Provided text:
▼▼▼
Ethiopian Muslims: Silent protests in mosques

For the nation’s Muslims Friday July 20 was the first day of the holy fasting season of Ramadan.

But for some it was also a time to silently air grievances at what they feel is state interference in a spiritual matter.

For this reason some of Addis Ababa’s mosques were the scene of silent protests by the faithful.

They are saying the Ethiopian Islamic Affairs Supreme Council (EIASC) favors ideas which are counter to what they believe is their interpretation of Islam.

A witness and one of the faithful who had attended the Friday worship at one of Addis Ababa’s biggest and oldest mosque, Anwar Grand Mosque said the worshippers had three demands.

The demands were: the election of a new “accountable” Islamic body to replace the current leadership of the EIASC, the ruling body on Islamic matters and issues; the institutionalization of the Awolia religious school as a public institution taken from the hands of the EIASC and the “imposition” of the teachings of the “Ahbash” which they see as heresy.

Critics of the “Ahbash” ideology say it promotes heretical ideas such as “partial permission” of interest rates on loans, which are forbidden in Islam, the dress style allowed for women and numbers of “Salats” (worship) of God required, which is a mandatory five times a day under strict Islamic religion.
▲▲▲
Exercise directions:
In the article on the silent mosque protests in Addis Ababa, transcribe verbatim the passage between "They are saying" and "interpretation of Islam.", inclusive.

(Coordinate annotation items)
▼▼▼
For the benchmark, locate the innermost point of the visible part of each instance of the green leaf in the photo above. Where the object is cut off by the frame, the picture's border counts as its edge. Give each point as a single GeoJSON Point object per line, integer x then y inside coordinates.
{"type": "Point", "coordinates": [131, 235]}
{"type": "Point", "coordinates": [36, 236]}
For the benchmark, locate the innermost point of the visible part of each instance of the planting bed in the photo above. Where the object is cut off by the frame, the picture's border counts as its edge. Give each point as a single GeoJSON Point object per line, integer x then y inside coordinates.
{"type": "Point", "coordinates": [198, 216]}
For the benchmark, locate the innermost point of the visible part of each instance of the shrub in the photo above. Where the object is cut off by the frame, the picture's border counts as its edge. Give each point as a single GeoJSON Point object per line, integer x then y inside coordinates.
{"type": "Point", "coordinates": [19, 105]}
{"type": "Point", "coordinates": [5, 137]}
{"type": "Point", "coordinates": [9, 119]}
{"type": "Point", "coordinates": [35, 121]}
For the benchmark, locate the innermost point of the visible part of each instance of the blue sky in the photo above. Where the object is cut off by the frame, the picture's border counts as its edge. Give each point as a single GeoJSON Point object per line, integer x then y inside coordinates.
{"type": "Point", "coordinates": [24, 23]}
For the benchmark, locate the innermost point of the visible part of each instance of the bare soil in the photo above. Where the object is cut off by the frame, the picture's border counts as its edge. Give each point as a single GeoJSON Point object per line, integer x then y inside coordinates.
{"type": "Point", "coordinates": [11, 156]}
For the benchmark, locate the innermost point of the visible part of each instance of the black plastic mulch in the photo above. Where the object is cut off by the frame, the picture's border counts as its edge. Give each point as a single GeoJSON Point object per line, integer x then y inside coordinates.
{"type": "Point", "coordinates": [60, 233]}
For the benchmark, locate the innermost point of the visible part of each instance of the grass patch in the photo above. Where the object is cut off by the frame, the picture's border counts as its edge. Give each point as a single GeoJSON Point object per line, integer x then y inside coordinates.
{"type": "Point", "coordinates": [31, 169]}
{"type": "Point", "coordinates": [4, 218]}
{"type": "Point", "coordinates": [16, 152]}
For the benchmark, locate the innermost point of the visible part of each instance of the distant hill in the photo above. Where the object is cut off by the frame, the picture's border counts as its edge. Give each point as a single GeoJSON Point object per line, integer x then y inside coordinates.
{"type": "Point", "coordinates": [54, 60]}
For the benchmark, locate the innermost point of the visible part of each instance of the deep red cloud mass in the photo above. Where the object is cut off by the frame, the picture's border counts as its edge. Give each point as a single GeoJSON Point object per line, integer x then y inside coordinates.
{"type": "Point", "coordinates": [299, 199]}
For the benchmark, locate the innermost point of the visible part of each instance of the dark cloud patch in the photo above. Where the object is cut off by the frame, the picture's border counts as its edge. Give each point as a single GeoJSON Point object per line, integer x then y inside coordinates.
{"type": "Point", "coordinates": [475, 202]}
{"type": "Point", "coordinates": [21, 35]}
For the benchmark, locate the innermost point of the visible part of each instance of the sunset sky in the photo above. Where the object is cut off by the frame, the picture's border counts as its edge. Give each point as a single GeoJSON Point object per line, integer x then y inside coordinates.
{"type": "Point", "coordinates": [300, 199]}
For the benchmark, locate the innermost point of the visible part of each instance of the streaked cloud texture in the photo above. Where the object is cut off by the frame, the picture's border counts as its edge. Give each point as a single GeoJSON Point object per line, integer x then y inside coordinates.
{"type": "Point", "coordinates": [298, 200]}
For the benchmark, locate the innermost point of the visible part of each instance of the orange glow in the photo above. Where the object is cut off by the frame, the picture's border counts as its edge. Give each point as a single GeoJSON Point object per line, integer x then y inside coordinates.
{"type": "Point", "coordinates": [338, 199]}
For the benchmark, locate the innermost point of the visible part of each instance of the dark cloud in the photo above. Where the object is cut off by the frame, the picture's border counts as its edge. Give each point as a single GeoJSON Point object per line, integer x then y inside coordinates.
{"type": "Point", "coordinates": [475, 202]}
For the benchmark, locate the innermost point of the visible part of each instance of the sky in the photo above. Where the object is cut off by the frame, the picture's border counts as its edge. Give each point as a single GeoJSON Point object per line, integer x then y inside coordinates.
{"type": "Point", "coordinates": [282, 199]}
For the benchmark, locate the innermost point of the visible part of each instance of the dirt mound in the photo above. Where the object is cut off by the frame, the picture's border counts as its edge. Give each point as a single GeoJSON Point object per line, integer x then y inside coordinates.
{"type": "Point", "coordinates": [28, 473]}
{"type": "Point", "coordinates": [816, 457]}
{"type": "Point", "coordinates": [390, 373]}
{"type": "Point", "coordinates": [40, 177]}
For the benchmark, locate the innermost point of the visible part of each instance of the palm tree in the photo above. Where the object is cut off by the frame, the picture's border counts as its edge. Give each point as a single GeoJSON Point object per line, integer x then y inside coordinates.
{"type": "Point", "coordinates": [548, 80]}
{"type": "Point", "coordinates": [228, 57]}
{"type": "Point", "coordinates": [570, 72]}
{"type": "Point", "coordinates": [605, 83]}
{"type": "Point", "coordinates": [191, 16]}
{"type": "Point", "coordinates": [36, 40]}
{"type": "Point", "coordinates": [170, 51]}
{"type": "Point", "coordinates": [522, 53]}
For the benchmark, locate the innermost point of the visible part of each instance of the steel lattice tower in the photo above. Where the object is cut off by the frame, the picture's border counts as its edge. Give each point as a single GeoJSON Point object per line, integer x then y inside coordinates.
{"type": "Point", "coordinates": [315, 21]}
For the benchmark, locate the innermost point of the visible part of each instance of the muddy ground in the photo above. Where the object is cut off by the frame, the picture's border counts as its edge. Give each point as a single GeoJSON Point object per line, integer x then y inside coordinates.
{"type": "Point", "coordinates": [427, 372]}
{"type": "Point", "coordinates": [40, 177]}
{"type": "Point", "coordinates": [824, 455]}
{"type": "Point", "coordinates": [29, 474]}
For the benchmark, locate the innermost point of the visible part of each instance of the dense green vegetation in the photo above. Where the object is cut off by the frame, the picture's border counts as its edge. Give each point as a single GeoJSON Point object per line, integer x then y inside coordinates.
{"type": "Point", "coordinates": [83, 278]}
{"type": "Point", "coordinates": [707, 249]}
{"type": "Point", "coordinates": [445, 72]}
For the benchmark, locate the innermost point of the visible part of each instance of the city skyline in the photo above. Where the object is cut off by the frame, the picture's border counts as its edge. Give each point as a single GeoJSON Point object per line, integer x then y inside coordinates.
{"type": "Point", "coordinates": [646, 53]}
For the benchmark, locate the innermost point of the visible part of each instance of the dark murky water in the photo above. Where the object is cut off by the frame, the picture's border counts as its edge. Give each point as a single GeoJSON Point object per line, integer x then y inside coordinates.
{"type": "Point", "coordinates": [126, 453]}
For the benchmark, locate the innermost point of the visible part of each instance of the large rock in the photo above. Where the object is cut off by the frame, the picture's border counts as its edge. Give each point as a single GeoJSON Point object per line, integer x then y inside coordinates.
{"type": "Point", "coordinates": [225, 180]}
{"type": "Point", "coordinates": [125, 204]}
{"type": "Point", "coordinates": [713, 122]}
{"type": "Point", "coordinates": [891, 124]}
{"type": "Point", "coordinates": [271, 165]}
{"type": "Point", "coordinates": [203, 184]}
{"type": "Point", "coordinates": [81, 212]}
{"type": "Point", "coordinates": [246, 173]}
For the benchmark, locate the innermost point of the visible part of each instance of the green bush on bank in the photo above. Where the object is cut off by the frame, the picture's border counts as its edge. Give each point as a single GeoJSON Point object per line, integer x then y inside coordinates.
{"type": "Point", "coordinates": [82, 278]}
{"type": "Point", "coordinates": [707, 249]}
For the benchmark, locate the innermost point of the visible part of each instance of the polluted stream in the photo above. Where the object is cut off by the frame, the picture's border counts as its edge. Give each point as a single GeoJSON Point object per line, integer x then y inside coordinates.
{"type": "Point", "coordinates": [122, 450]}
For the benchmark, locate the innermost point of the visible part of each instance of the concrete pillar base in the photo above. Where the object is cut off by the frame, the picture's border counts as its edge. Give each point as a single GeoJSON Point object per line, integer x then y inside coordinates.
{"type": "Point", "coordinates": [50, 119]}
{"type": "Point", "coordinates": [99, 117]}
▲▲▲
Written reply:
They are saying the Ethiopian Islamic Affairs Supreme Council (EIASC) favors ideas which are counter to what they believe is their interpretation of Islam.